--- Start of SOURCE ---

Opinion by
This is an action of assumpsit brought to recover the price and value of two coils, or 3,580 linear feet, of manilla transmission rope, one and three-quarters inches in diameter, weighing 4,225 pounds, at the price of thirteen cents per pound, sold and delivered by the plaintiff to the defendant on November 25, 1898. The case came on for trial before the court and a jury and at the close of the plaintiff’s testimony, a compulsory non-suit was granted which the court subsequently refused to take off, and the plaintiff excepted to this ruling and appealed.
The first assignment of error raises the question of the refusal of the court to take off the compulsory nonsuit. A careful examination of the plaintiff’s evidence leads us to the con*471elusion that the case was for the jury and that the learned court erred in granting the compulsory nonsuit and refusing to take it off. We entertain no doubt that there was sufficient evidence upon which the court ought to have instructed the jury, in the absence of evidence of a meritorious defense, that if they believed the plaintiff’s testimony, they should render a verdict in favor of the plaintiff for the full value of the rope, with interest thereon, from the time when it ought to have been paid for.

--- End of SOURCE ---

GIVEN REQUEST 1: Find every line in the rows that contains the string "tail" and copy each one.

--- Start of DATA SUPPLIED ---

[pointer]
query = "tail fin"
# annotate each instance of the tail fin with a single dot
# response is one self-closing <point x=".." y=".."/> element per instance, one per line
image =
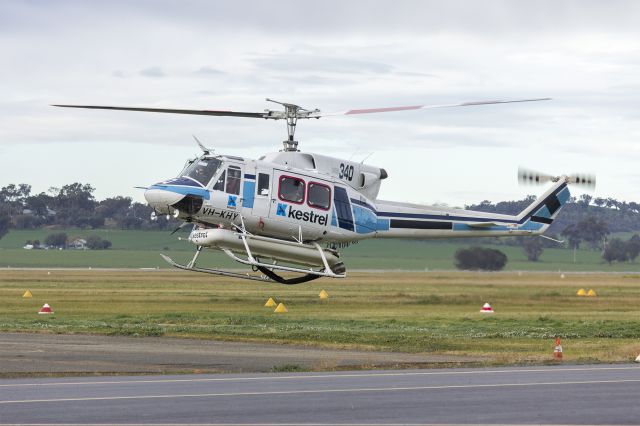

--- End of DATA SUPPLIED ---

GIVEN REQUEST 2: Write the next part of the court opinion on the unpaid manilla rope, starting right after its last sentence.

TASK RESPONSE 1:
query = "tail fin"
# annotate each instance of the tail fin with a single dot

TASK RESPONSE 2:
In Hill v. Trust Co., 108 Pa. 1, the Supreme Court, by Mr. Justice Sterrett, said: “In our practice, a peremptory non-suit is in the nature of a judgment for defendant on demurrer to evidence; and hence, in testing the validity of such non-suit, the plaintiff is entitled to the benefit of every inference of fact which might have been fairly drawn by the jury from the evidence before them: Maynes v. Atwater, 88 Pa. 496. It is immaterial that the evidence in support of a plaintiff’s claim may be very slight, provided it amounts to more than a mere scintilla. If there is any evidence which alone would justify an inference of the disputed facts on which his right to recover depends, it must, according to the well settled rule, be submitted to the jury. It is their exclusive province to pass upon the credibility of witnesses, weigh the evidence and ascertain the facts: Express Co. v. Wile, 64 Pa. 201.” See also Jacques v. Fourthman, 137 Pa. 428. It is difficult for us to understand the rulings of the court in the present case, except on the theory that he was led into an erroneous view of the law that the plaintiff’s testimony was secondary evidence.
We do not propose to separately discuss the remaining five assignments of error as they relate to the testimony of three several witnesses and the competency and weight thereof. We have already ruled that there was sufficient testimony to carry the case to the jury.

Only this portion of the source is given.